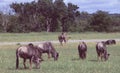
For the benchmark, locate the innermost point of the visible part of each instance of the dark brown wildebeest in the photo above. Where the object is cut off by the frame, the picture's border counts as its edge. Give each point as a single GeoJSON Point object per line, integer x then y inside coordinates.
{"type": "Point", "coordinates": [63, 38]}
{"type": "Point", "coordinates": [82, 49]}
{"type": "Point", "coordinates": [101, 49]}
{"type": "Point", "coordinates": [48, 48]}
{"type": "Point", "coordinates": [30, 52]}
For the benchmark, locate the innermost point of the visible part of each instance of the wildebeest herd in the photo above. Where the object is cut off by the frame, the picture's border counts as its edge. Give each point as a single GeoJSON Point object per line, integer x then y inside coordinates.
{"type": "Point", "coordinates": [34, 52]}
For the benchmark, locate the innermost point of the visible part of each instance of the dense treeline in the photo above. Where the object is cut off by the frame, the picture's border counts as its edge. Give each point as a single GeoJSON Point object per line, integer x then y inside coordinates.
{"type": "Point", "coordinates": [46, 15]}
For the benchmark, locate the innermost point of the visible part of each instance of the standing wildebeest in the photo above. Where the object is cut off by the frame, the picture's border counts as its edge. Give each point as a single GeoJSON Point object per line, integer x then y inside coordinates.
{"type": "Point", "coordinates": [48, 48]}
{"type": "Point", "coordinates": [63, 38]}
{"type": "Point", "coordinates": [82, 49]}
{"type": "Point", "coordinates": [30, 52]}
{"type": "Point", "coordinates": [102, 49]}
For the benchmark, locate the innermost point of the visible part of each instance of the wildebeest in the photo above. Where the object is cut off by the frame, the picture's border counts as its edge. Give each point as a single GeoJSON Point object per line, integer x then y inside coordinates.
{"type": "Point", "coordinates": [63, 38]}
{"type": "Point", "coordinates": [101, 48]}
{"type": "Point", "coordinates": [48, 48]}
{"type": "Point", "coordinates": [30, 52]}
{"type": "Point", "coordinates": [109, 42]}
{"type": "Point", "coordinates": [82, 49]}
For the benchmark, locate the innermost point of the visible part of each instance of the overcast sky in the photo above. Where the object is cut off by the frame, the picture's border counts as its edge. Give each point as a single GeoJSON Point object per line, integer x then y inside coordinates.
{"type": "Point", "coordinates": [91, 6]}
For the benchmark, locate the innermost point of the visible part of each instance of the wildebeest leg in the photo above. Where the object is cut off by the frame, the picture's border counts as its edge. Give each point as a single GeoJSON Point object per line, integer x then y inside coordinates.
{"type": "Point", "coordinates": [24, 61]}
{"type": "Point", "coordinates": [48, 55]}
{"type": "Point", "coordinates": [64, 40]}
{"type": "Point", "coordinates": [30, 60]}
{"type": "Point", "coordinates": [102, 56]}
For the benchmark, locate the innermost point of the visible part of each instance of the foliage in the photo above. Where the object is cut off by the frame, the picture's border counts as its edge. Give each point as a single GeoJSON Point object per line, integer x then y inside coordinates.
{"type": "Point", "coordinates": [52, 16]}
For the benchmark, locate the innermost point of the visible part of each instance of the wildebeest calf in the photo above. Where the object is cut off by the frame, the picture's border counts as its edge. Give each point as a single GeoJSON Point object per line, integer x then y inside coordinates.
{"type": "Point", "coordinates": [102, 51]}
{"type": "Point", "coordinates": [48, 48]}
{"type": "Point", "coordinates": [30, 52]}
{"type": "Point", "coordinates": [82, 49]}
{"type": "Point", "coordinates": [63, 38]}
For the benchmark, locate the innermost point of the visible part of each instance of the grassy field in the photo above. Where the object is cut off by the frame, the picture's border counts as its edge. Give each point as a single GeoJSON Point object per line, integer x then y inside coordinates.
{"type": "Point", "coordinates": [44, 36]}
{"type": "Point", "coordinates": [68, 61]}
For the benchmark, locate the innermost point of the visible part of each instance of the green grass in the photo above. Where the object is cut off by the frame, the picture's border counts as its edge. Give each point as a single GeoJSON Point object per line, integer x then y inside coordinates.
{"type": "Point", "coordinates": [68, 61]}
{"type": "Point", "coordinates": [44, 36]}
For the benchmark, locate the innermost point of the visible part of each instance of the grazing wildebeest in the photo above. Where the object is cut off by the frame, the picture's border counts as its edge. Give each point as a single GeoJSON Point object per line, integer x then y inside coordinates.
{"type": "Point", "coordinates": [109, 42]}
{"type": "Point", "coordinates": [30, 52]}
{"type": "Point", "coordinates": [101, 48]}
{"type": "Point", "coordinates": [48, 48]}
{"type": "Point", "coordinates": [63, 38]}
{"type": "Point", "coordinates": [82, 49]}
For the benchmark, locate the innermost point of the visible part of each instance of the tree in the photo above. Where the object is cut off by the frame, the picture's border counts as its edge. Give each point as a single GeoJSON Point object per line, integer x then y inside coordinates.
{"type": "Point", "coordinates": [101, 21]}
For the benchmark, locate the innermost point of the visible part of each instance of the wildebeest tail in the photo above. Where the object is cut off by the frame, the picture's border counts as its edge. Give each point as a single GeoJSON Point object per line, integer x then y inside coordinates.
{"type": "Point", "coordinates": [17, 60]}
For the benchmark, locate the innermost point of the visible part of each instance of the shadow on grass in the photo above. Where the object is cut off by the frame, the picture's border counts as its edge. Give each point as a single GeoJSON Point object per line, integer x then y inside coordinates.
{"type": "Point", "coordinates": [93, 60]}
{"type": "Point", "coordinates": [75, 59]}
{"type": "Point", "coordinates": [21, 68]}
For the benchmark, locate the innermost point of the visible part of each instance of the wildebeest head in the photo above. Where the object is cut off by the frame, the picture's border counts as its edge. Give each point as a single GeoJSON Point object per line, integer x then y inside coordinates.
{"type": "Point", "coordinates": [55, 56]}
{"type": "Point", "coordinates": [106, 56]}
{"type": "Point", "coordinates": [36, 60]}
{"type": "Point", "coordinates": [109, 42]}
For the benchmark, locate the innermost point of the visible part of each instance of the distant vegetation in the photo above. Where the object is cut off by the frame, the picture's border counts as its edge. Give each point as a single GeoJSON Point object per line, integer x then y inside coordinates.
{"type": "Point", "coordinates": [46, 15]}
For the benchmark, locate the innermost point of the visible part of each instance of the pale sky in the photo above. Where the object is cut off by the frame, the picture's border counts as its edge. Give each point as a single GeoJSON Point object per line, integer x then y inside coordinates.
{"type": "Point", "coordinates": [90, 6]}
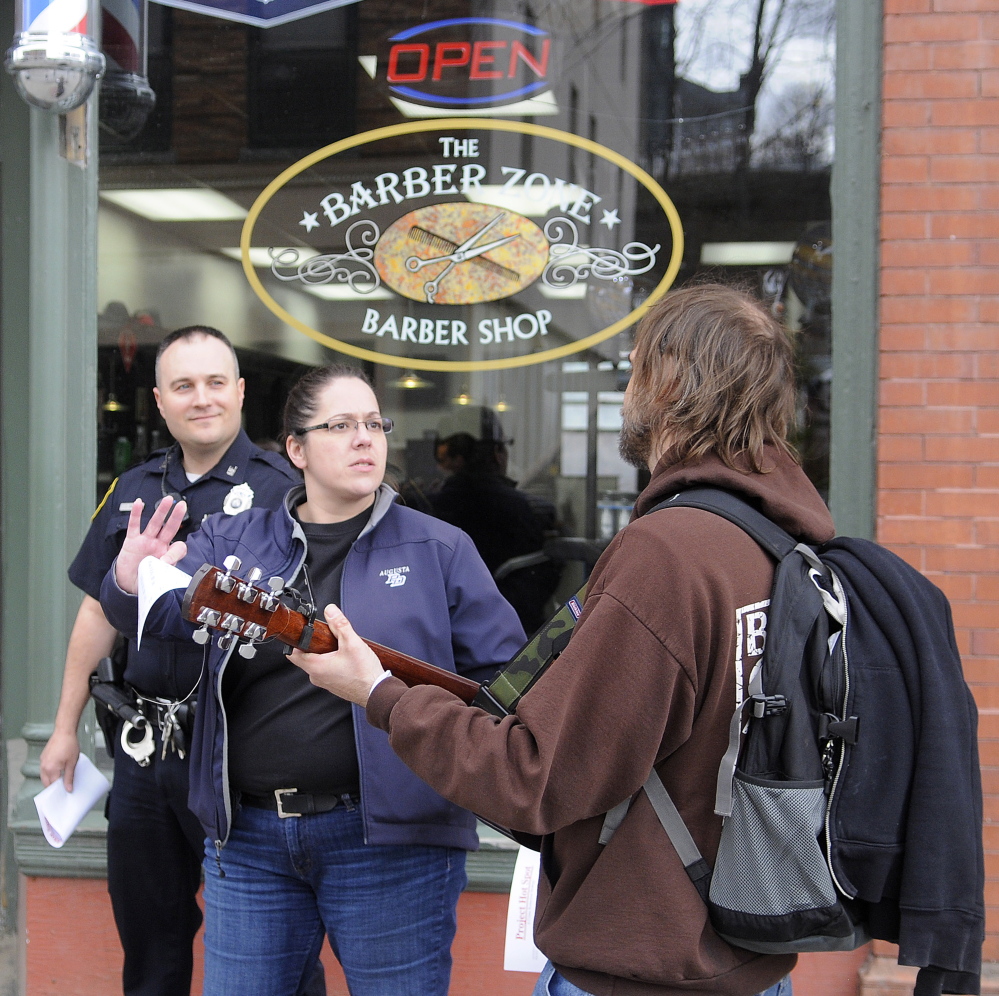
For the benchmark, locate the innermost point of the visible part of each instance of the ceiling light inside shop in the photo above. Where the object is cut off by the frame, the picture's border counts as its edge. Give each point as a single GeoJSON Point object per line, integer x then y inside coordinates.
= = = =
Description of the task: From the listing, extract all text exactly as given and drop any picture.

Exercise answer:
For the benchmark, locate the innermost point of the visible part of each instance of the dark brown wildebeest in the photo above. Where the object is cut off by the frame, the picture's border counts as its edge. Give each point as a single GeoJSON Point object per line, integer x then y inside coordinates.
{"type": "Point", "coordinates": [63, 38]}
{"type": "Point", "coordinates": [82, 49]}
{"type": "Point", "coordinates": [101, 49]}
{"type": "Point", "coordinates": [48, 48]}
{"type": "Point", "coordinates": [30, 52]}
For the benchmark, locate the innermost point of the visible part of each instance of the wildebeest herd in the photo above. Where the object is cut off by the frame, the picture's border counts as its edge. Give each point as a single GeoJSON Point object per line, integer x then y inside coordinates.
{"type": "Point", "coordinates": [34, 52]}
For the benchmark, locate the innermost point of the visible part of each instance of the dense treeline in the photo above. Where the object is cut off by the frame, the picture's border counts as its edge. Give each point as a single GeoJSON Point object per line, integer x then y inside coordinates.
{"type": "Point", "coordinates": [46, 15]}
For the benchmark, locate the innermost point of the visible part of each instance of the standing wildebeest in the photo above. Where the object is cut off by the frame, the picture's border counts as its edge. Give each point as a single GeoJSON Point object per line, integer x then y inside coordinates.
{"type": "Point", "coordinates": [48, 48]}
{"type": "Point", "coordinates": [63, 38]}
{"type": "Point", "coordinates": [82, 49]}
{"type": "Point", "coordinates": [30, 52]}
{"type": "Point", "coordinates": [102, 49]}
For the benchmark, locate the innermost point of the visible part of each instance of the wildebeest in the photo above. Where the object is cut off by the frame, the picture's border counts as its edge. Give each point as a single GeoJSON Point object per line, integer x then y inside coordinates.
{"type": "Point", "coordinates": [63, 38]}
{"type": "Point", "coordinates": [101, 48]}
{"type": "Point", "coordinates": [48, 48]}
{"type": "Point", "coordinates": [30, 52]}
{"type": "Point", "coordinates": [109, 42]}
{"type": "Point", "coordinates": [82, 49]}
For the benchmark, locate the innermost point of the visible part of each instance of the overcast sky in the photo above. Where the object is cut off by the frame, the picture's border counts as its edge. Give each point as a single GeoJSON Point object per line, integer x then y inside coordinates.
{"type": "Point", "coordinates": [91, 6]}
For the benchmark, locate the innermost point of the visible part of each instance of the wildebeest leg in the photo above. Where the object is cut off by the frame, the picture's border counts as its edge. Give each point as a single GeoJSON Point object per line, integer x then y inside coordinates.
{"type": "Point", "coordinates": [24, 61]}
{"type": "Point", "coordinates": [48, 55]}
{"type": "Point", "coordinates": [64, 40]}
{"type": "Point", "coordinates": [30, 60]}
{"type": "Point", "coordinates": [102, 56]}
For the benchmark, locate the innermost point of the visible part of each instance of the foliage in the photo above. Where the object is cut off by the frame, the picture's border counts as its edge. Give each point as a single GeoJSON Point object per line, integer x then y inside coordinates.
{"type": "Point", "coordinates": [52, 16]}
For the benchmark, locate the innermost point of the visible part of each instance of the wildebeest calf in the photo above. Where the object is cut off by the frame, the picture's border counts as its edge. Give each point as a single GeoJSON Point object per line, integer x then y inside coordinates.
{"type": "Point", "coordinates": [102, 51]}
{"type": "Point", "coordinates": [48, 48]}
{"type": "Point", "coordinates": [30, 52]}
{"type": "Point", "coordinates": [82, 49]}
{"type": "Point", "coordinates": [63, 38]}
For the benchmark, locate the innermost point of the visible part of each instance of the grassy field in the photo above. Where the object is cut off by the frame, the picture's border counts as its edge. Give each point as a single GeoJSON Point object per line, integer x then y inside coordinates.
{"type": "Point", "coordinates": [44, 36]}
{"type": "Point", "coordinates": [68, 61]}
For the benchmark, locate the innermost point of the visible part of each instance of the green grass in the photo above. Where the object is cut off by the frame, the picture's border counts as its edge. Give each point as a single GeoJSON Point object per line, integer x then y inside coordinates.
{"type": "Point", "coordinates": [68, 61]}
{"type": "Point", "coordinates": [44, 36]}
For the benchmark, locate the innermost point of the visible part of each instance of the grazing wildebeest in the photo above. Where the object is cut off by the frame, the picture's border counts as its edge. Give each point as a single GeoJSON Point object per line, integer x then y inside coordinates.
{"type": "Point", "coordinates": [109, 42]}
{"type": "Point", "coordinates": [30, 52]}
{"type": "Point", "coordinates": [101, 48]}
{"type": "Point", "coordinates": [48, 48]}
{"type": "Point", "coordinates": [63, 38]}
{"type": "Point", "coordinates": [82, 49]}
For the benchmark, locate the innermost point of the visible part of each instance of the tree in the photo above. Where the object is cut off by the frame, the picture's border counts as its edge. Give each point as a single GeoJSON Point object per line, integer x then y inside coordinates.
{"type": "Point", "coordinates": [101, 21]}
For the benchmark, locate the innermost point of the visible part of each instance of the wildebeest tail in the photo above. Where the object is cut off by the frame, the picture's border counts as its edge. Give each point as a single GeoJSON Point object per line, integer x then y inside coordinates.
{"type": "Point", "coordinates": [17, 60]}
For the benchmark, locate the innermost point of the visible part of each instance of the shadow on grass in the photo above. Where the object is cut off by the frame, the picture's border counts as its edge. Give each point as a single GeoJSON Point object per line, integer x then y inside coordinates.
{"type": "Point", "coordinates": [93, 60]}
{"type": "Point", "coordinates": [75, 59]}
{"type": "Point", "coordinates": [21, 68]}
For the benchmark, locate the innermost point of the visible part of each instance of the wildebeest head in the photo above. Where the object is cut off by the frame, the picture's border counts as its edge. Give each point as a single GeoJSON Point object per line, integer x then y inside coordinates.
{"type": "Point", "coordinates": [55, 56]}
{"type": "Point", "coordinates": [106, 56]}
{"type": "Point", "coordinates": [36, 60]}
{"type": "Point", "coordinates": [109, 42]}
For the benchmark, locate the innermost point of the visible part of each instance of the distant vegetation in the photo above. Where the object is cut off by the frame, the picture's border counts as its edge. Give each point as a single GeoJSON Point object per line, integer x then y inside coordinates.
{"type": "Point", "coordinates": [46, 15]}
For the benchmark, locate the innermost point of the visible part of each instance of the pale sky in the photo above. Where the object is cut off by the frame, the picture's border counts as its edge. Give each point as a single GeoJSON Point object per line, integer x then y inside coordinates.
{"type": "Point", "coordinates": [90, 6]}
For the benchmark, locate the innermost point of the visible part of each instance of the ceiling light inside shop in the photo above. Where the object is cut off by the frame, the picture's border counts as its edge. Give each point as a single GeoJSON Point object per line, integer x then y inside coordinates.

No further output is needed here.